--- Start EXCERPTED PASSAGE ---
Studio album by Remedy Drive
- Released: September 18, 2012
- Recorded: 2012
- Studio: The Bomb Shelter (Brentwood, TN)
- Genre: Contemporary Christian music, Christian rock, indie rock
- Length: 36:29
- Label: Centricity Music
- Producer: Peter Kipley

Remedy Drive chronology
| Light Makes a Way EP (2011) | Resuscitate (2012) | Commodity (2014) |

Singles from Resuscitate
- "Better Than Life" Released: July 24, 2012; "Resuscitate Me" Released: 2012;

Alternative cover
- Resuscitate: The Acoustic Sessions

= Resuscitate (album) =

Resuscitate is the third studio album by contemporary Christian music band Remedy Drive. It was released on September 18, 2012, through Centricity Music. The album was produced by Peter Kipley at The Bomb Shelter in Brentwood, Tennessee.

The first radio single was "Better Than Life" that charted at No. 46 on the Billboard Christian Songs chart. "Resuscitate Me" was the No. 1 Billboard Christian Rock song. The album debut on the Billboard Christian and Heatseekers Albums charts at Nos. 23 and 20 respectively.

In 2013, a follow-up album was released, titled Resuscitate: The Acoustic Sessions, and it included acoustic remixes of the album's original ten songs.

==Background==
David Zach said to Grace S. Aspinwall of CCM Magazine that "'the album, Resuscitate was really born out of a time of grieving...the thrill of being on the radio was so exciting when we started out, and getting to tour with bands that we had looked up to was so much fun. But at the same time, we missed our families so much, and it really wore us out. My brothers decided that it was time to move on to something else.'"
--- End EXCERPTED PASSAGE ---
--- Start DATA PROVIDED ---
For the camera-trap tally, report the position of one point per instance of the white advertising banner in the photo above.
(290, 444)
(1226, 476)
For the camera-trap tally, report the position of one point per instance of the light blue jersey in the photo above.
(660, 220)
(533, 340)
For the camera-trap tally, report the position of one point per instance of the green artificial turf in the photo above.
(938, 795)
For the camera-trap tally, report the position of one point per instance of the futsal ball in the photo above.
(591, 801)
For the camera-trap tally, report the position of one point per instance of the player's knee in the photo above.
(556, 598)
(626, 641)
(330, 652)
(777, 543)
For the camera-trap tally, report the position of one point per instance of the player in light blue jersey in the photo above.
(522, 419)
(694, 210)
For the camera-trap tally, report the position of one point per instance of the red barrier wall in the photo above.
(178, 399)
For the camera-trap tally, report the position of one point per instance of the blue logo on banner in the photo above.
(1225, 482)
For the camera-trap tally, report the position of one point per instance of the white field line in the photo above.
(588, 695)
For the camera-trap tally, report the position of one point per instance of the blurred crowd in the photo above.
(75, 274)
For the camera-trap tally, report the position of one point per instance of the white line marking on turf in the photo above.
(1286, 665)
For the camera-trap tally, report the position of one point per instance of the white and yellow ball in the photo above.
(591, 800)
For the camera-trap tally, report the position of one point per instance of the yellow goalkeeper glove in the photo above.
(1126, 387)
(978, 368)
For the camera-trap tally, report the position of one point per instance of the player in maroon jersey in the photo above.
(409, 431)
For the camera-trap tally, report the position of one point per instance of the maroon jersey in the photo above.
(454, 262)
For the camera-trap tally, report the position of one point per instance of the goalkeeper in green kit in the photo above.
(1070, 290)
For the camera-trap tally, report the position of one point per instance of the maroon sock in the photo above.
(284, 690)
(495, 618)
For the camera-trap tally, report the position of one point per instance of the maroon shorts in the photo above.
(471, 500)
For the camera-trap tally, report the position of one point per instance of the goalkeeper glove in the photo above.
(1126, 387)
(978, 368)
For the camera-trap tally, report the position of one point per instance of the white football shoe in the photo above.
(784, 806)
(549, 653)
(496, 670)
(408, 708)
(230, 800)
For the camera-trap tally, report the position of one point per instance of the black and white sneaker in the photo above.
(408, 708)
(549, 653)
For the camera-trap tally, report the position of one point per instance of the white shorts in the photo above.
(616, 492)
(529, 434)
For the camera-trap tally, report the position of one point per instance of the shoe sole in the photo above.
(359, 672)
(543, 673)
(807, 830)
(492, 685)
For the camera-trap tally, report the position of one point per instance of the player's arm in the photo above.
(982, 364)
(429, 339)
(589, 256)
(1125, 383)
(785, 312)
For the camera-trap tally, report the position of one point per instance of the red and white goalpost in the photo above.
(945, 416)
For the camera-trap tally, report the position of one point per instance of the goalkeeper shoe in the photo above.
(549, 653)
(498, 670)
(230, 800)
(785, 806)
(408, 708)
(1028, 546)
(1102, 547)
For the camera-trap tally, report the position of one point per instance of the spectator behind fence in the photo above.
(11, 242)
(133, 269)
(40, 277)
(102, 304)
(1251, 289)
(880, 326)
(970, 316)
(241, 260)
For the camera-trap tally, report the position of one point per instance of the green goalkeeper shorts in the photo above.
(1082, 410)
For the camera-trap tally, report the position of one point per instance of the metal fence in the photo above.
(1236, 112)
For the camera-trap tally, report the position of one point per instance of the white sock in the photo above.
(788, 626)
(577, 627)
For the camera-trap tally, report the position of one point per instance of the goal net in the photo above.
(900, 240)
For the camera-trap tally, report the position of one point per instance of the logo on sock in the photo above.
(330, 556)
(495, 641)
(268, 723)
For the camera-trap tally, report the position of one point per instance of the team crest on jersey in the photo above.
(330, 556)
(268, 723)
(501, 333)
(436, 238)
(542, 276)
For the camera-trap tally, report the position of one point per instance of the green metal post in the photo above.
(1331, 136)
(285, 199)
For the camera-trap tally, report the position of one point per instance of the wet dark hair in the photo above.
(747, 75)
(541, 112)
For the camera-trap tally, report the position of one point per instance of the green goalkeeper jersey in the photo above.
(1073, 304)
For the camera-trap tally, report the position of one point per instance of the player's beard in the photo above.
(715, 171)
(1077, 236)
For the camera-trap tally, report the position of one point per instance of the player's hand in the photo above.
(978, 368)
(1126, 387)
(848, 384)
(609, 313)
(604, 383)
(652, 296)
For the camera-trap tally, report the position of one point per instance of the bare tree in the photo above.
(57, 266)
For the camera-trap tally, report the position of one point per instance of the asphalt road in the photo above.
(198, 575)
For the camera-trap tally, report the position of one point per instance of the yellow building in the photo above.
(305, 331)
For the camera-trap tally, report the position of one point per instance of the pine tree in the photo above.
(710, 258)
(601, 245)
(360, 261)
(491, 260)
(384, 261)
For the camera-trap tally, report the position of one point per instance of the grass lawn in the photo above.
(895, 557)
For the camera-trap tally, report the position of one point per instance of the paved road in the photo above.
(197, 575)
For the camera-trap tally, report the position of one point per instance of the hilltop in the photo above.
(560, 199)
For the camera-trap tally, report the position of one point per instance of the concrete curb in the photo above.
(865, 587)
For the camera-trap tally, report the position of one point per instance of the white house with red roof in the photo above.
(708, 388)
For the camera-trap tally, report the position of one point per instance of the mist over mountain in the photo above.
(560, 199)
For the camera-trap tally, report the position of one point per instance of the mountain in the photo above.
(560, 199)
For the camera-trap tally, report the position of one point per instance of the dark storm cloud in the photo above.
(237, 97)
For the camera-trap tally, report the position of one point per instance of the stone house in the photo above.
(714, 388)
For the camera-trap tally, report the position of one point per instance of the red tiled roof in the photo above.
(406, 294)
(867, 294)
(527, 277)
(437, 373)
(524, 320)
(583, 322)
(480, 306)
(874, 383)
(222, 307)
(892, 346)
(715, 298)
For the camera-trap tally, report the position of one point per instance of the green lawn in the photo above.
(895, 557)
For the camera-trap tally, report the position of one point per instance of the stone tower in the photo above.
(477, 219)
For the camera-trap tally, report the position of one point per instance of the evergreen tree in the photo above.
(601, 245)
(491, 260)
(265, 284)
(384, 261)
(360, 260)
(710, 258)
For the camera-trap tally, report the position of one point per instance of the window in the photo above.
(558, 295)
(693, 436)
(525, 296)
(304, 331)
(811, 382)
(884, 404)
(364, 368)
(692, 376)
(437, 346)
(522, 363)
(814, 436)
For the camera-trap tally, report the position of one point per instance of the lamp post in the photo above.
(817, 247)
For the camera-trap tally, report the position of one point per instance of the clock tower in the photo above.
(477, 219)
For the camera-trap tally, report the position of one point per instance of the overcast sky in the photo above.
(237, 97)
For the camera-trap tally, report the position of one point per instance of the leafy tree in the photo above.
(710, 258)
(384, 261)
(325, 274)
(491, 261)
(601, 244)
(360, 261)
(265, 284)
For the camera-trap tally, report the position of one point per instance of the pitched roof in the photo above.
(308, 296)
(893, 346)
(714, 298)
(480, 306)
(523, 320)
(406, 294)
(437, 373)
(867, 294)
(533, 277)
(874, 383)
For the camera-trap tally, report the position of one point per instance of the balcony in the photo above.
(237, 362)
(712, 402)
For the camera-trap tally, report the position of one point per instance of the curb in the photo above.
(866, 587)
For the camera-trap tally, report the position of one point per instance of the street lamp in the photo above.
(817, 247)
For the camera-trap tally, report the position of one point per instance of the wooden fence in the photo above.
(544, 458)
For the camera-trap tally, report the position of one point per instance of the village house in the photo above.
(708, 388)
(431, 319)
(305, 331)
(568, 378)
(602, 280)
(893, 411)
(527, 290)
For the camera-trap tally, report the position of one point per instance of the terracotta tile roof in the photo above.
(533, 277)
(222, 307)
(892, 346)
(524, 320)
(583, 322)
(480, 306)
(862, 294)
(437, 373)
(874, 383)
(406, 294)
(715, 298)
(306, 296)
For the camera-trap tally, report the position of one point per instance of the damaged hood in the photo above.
--- End DATA PROVIDED ---
◆ **WHAT YOU NEED TO DO**:
In the Resuscitate album article, what position did "Better Than Life" reach on the Billboard Christian Songs chart?

◆ **ANSWER BELOW**:
No. 46